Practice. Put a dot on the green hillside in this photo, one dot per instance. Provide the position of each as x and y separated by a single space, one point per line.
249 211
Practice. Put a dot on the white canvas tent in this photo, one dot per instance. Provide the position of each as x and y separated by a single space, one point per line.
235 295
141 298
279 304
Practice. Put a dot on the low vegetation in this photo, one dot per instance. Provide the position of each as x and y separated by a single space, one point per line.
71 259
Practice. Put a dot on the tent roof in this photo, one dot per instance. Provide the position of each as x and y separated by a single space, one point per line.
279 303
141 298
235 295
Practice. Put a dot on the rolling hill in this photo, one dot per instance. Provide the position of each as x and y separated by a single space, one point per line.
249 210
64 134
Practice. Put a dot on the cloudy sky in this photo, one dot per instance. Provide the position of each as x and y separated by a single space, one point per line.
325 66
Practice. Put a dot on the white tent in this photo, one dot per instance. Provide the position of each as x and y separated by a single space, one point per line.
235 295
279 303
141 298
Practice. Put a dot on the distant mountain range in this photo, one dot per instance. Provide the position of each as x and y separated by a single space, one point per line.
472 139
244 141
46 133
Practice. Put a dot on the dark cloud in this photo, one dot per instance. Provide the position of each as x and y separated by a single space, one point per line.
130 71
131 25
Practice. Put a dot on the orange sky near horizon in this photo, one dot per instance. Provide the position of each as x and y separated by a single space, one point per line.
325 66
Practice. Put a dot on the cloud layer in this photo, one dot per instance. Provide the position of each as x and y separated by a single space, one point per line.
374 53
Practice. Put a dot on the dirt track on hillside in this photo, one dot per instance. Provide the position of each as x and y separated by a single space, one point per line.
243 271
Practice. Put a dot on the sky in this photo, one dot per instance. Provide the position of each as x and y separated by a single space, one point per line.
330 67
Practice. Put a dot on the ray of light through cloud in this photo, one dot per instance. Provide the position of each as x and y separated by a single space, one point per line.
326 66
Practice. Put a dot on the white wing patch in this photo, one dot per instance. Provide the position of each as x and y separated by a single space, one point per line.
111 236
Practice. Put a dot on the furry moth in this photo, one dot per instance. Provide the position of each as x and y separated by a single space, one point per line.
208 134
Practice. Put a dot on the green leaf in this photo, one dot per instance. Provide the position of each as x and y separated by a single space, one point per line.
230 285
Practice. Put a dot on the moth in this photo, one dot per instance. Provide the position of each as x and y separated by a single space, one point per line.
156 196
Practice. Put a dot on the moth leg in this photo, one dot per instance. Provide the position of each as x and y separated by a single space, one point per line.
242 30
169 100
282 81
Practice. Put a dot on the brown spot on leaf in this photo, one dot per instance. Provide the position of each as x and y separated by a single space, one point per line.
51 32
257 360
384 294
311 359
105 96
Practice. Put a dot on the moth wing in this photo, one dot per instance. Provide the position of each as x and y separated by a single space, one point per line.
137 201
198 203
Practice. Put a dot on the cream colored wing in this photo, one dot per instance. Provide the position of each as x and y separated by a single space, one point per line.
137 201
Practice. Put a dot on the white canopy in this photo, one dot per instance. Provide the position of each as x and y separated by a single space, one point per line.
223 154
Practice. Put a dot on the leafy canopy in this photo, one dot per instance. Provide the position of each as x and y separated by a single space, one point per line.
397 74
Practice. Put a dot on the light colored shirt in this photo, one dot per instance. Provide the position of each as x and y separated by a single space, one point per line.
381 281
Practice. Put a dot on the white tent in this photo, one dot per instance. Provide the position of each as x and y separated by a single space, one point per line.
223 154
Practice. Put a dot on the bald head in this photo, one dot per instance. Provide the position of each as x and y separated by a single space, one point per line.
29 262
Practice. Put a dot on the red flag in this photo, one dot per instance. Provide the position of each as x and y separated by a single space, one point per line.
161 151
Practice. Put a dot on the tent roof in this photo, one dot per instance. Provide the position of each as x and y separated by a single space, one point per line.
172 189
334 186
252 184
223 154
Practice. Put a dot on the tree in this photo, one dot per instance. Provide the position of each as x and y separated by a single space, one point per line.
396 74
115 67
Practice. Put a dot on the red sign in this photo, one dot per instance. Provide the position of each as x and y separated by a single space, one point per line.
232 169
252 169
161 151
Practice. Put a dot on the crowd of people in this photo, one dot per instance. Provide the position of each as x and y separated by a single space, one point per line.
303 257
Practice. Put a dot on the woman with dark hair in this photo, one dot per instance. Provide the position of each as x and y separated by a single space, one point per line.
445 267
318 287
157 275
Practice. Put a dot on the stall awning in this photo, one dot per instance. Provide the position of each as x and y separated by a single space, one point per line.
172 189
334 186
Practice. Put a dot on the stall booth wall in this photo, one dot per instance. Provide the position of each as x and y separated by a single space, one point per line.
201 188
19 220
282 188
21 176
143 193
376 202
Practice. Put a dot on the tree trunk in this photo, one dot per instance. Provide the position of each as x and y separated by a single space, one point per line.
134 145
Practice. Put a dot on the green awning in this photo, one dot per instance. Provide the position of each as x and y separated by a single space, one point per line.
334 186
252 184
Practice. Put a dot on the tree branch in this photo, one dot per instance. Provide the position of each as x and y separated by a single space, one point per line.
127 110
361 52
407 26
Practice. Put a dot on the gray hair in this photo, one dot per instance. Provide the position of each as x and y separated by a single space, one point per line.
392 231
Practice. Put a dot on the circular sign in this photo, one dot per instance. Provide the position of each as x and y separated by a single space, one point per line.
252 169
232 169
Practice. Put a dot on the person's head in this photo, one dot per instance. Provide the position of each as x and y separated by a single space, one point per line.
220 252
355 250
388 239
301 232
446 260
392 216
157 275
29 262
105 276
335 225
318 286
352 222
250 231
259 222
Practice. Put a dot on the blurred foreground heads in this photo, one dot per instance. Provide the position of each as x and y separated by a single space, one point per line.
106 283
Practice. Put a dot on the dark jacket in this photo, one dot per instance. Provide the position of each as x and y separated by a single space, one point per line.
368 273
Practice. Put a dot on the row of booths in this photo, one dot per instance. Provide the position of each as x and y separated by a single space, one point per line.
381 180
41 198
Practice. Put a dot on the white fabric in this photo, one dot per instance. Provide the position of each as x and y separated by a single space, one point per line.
....................
Short task » The required output is the span of lines from the one containing "Practice. Put a dot on the tree trunk" to the last line, reproduced character for character.

Response »
Practice. Put a dot on the tree trunk in this photo, one dot per instance. Provide the position of each as x and y separated by a single space, one point per line.
134 145
Practice. Put a dot on the green awning in this photo, one dot per instance. Provide the position of each as x and y separated by a single space, one point per line.
334 186
252 184
Practice. Put a dot on the tree branch in this photo, one dot per instance. Provide the position of each as x and y separated by a single space, one point per line.
127 110
361 52
407 26
Practice. Put a dot on the gray hair in this photo, one dot per instance. Provide the position of each as x and y separated by a single space, one point per line.
392 231
Practice. Put a dot on the circular sign in this photo, one dot per instance. Provide the position of each as x and y separated by a single space, one point per line.
252 169
232 169
Practice. Put a dot on the person's head in this photo, one dot per instance. Provide the position of each as x and y separated by a single space, one point per line.
220 252
355 250
388 239
301 232
446 260
392 216
157 275
29 262
105 276
335 225
318 286
352 222
250 231
259 222
Practice. Put a dot on the blurred foreground heads in this photo, one dot per instance. Provide the position of each as x and y separated by a single space, one point per line.
106 283
Practice. Put a dot on the dark jacket in this photo, one dot per instance. Provide the position of each as x and y separated by a single space, one point per line.
368 273
Practice. Put a dot on the row of booths in this photo, one dot per instance. Provide the position of each as x and y separated by a single space, one point per line.
381 180
41 198
Practice. Put a dot on the white fabric in this photo, one dot per instance. Provide the position of each as x and y separated by a single space, one point per line.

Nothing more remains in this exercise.